• _Work to be completed_: Render the data below as a two-column CSV with the header instruction,point, giving each instruction and its point on one row. Quote every field, replace line breaks with spaces, and leave out the pictures.

[Data on object locations]
+++
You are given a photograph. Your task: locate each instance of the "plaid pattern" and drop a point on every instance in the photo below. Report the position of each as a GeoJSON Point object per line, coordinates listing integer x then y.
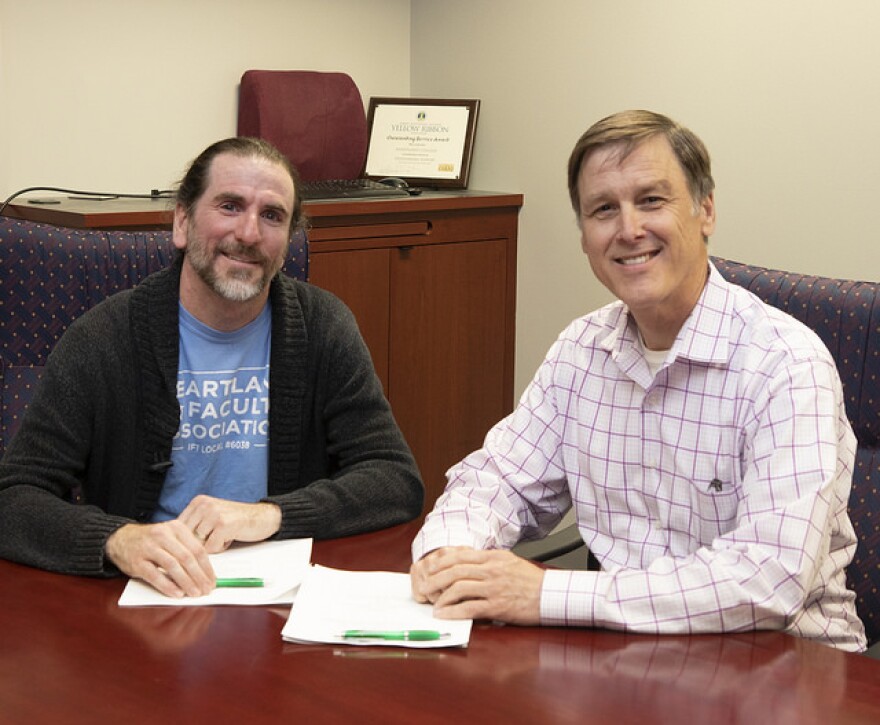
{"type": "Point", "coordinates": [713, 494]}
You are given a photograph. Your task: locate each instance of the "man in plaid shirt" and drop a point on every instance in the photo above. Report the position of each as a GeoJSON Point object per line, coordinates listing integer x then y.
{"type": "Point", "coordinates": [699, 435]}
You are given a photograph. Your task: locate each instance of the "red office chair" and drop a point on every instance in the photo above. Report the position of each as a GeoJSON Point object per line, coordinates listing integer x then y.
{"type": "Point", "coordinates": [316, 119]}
+++
• _Task response_:
instruction,point
"You are given a photograph. Your task: locate each instance of the ""plaid pattern"" and drop a point on every instance in the photo below. Report the position of each as a GeoJSON Point object per line, coordinates listing integer x then y.","{""type"": ""Point"", ""coordinates"": [713, 494]}"
"You are given a photograph. Your task: locate each instance of the ""man in plaid shirt"" and drop a point on every instance in the photo above. Report the position of each as a GeoJSON Point object per line, coordinates listing integer x then y.","{""type"": ""Point"", ""coordinates"": [699, 435]}"
"You are given a photograph. Your task: locate each instance of the ""red office chair"" and drop a point on every instance in the photo above. Report the position of each as a GeoJSON Point object per line, coordinates listing integer x then y.","{""type"": ""Point"", ""coordinates"": [316, 119]}"